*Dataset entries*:
====
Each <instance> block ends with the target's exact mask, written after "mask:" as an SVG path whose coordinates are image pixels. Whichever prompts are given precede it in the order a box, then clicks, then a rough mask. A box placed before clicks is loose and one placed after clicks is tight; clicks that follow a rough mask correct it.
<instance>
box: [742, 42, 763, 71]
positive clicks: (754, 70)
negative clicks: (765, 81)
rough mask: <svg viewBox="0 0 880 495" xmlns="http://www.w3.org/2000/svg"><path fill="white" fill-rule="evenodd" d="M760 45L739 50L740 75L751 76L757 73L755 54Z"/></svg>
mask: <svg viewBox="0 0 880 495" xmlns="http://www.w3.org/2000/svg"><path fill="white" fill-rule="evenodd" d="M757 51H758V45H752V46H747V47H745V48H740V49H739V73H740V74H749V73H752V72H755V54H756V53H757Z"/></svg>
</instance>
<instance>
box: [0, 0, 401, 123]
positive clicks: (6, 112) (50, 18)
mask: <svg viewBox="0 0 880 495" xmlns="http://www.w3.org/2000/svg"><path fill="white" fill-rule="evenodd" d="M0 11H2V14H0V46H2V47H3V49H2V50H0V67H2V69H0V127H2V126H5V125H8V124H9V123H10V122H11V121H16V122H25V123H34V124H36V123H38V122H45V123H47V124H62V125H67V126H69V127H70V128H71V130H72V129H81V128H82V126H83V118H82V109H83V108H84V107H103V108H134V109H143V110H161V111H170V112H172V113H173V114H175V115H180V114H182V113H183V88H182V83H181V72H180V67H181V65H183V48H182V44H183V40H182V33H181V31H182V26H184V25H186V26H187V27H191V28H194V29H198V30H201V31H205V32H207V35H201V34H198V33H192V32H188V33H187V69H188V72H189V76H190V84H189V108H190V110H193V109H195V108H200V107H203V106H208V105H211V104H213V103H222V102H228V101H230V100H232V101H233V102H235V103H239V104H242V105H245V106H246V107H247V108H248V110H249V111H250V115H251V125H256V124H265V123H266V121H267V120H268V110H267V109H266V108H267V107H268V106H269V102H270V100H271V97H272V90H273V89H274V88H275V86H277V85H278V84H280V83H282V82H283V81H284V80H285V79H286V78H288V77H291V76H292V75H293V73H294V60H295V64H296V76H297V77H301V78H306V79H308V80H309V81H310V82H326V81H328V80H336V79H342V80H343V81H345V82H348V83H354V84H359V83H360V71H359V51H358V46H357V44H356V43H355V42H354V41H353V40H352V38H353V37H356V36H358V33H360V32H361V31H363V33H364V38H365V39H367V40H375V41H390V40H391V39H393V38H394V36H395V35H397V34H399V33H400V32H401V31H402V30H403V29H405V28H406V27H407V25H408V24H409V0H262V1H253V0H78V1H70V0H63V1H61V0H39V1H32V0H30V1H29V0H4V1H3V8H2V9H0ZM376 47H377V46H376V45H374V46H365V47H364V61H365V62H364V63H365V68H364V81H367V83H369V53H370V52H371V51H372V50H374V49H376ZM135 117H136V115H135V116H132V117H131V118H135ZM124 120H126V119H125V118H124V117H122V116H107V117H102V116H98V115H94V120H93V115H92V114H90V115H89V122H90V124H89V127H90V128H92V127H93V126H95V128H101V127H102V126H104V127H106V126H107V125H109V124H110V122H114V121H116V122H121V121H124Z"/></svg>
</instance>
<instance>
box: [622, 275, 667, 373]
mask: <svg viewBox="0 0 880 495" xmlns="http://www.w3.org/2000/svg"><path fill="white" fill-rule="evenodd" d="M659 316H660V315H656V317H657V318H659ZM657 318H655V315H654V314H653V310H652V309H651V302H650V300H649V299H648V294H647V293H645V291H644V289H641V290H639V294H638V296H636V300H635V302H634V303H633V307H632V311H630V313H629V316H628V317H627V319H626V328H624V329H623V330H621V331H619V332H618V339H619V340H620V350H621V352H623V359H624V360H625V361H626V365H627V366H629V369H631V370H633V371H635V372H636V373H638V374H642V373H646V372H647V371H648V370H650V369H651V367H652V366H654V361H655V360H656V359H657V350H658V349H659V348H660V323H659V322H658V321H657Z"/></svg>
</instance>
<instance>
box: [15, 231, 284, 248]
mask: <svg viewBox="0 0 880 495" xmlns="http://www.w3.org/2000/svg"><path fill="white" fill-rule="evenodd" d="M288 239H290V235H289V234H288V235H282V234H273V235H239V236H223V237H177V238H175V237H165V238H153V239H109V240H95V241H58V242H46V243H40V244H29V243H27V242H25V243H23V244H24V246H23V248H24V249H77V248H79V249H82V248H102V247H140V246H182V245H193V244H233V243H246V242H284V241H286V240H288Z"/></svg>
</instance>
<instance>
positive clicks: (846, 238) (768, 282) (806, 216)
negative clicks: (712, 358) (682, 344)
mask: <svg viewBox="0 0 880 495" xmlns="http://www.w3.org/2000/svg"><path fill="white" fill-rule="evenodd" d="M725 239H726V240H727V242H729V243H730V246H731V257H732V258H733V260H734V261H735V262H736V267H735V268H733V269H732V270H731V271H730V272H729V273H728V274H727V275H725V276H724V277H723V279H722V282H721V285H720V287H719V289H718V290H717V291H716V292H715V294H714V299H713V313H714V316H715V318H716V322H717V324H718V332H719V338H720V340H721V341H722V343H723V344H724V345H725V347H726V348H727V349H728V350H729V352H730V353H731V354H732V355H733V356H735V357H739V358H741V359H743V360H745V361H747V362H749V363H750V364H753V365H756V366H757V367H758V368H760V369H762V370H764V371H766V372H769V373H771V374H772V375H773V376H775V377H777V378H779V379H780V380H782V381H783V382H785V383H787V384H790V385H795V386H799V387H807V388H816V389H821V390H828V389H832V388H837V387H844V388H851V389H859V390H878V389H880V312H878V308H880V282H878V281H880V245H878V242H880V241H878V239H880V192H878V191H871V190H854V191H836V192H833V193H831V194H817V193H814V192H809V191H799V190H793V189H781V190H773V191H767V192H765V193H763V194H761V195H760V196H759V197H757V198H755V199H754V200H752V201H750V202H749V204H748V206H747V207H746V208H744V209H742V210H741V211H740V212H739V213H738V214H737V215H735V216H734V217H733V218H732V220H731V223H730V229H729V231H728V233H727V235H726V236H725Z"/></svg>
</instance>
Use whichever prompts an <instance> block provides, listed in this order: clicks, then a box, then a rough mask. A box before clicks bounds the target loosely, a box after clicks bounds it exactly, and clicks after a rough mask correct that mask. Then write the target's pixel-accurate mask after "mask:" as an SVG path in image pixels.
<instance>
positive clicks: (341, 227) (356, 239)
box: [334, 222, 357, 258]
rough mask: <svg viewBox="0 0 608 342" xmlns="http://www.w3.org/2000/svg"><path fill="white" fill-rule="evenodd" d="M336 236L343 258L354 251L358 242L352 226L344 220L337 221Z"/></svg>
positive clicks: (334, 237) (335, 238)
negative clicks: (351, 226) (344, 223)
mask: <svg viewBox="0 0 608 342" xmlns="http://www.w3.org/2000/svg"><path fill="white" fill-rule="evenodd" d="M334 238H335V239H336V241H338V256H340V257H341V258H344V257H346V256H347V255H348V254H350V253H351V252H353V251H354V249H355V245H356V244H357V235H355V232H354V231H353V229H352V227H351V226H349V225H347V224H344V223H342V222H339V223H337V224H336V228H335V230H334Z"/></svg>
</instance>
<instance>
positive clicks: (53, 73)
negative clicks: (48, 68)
====
*Task brief*:
In the records above, how many lines hold the string "block"? Reply with only the number.

*Response to the task*:
2